> **SUPPLIED MATERIAL**:
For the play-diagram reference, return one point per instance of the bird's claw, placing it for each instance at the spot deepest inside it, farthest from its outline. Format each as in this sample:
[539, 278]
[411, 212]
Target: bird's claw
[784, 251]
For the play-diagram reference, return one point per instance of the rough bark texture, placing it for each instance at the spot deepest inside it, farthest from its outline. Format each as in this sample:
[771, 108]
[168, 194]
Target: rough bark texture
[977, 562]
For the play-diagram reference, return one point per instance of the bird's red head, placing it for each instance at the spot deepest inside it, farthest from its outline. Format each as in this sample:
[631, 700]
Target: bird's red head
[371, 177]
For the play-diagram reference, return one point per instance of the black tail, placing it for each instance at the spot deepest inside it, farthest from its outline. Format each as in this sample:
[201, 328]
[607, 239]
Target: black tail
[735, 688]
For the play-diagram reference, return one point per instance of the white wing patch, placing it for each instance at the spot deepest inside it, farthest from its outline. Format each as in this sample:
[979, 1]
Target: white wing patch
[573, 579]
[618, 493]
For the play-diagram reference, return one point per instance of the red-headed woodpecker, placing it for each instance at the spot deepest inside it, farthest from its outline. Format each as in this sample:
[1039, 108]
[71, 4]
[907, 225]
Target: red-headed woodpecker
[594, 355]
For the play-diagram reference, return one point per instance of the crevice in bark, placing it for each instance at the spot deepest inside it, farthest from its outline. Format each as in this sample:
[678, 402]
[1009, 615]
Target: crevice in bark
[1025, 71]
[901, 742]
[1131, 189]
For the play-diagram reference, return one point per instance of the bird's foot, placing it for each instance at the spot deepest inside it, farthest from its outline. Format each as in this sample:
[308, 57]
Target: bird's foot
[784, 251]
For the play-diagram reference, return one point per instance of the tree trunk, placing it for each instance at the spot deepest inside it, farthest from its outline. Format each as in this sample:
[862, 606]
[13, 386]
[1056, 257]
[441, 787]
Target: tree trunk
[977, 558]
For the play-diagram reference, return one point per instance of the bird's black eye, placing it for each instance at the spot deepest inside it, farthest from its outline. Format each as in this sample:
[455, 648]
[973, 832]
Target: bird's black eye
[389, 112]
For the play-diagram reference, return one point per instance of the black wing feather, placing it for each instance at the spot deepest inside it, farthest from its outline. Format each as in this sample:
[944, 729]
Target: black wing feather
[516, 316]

> **TASK TO COMPLETE**: Copy out the lines from the one containing "the black wing" through the last line above, requests included, and shift every coordinate in the answers by adding 117 to it. Leave the numbers in the requests and their samples unchanged.

> **PROBLEM SOLUTION**:
For the play-diagram reference, return one point per instance of the black wing feather, placing it for each instance at the spot deepest inside it, farthest from its outline. Format each as in this sample:
[944, 729]
Target: black wing feather
[633, 433]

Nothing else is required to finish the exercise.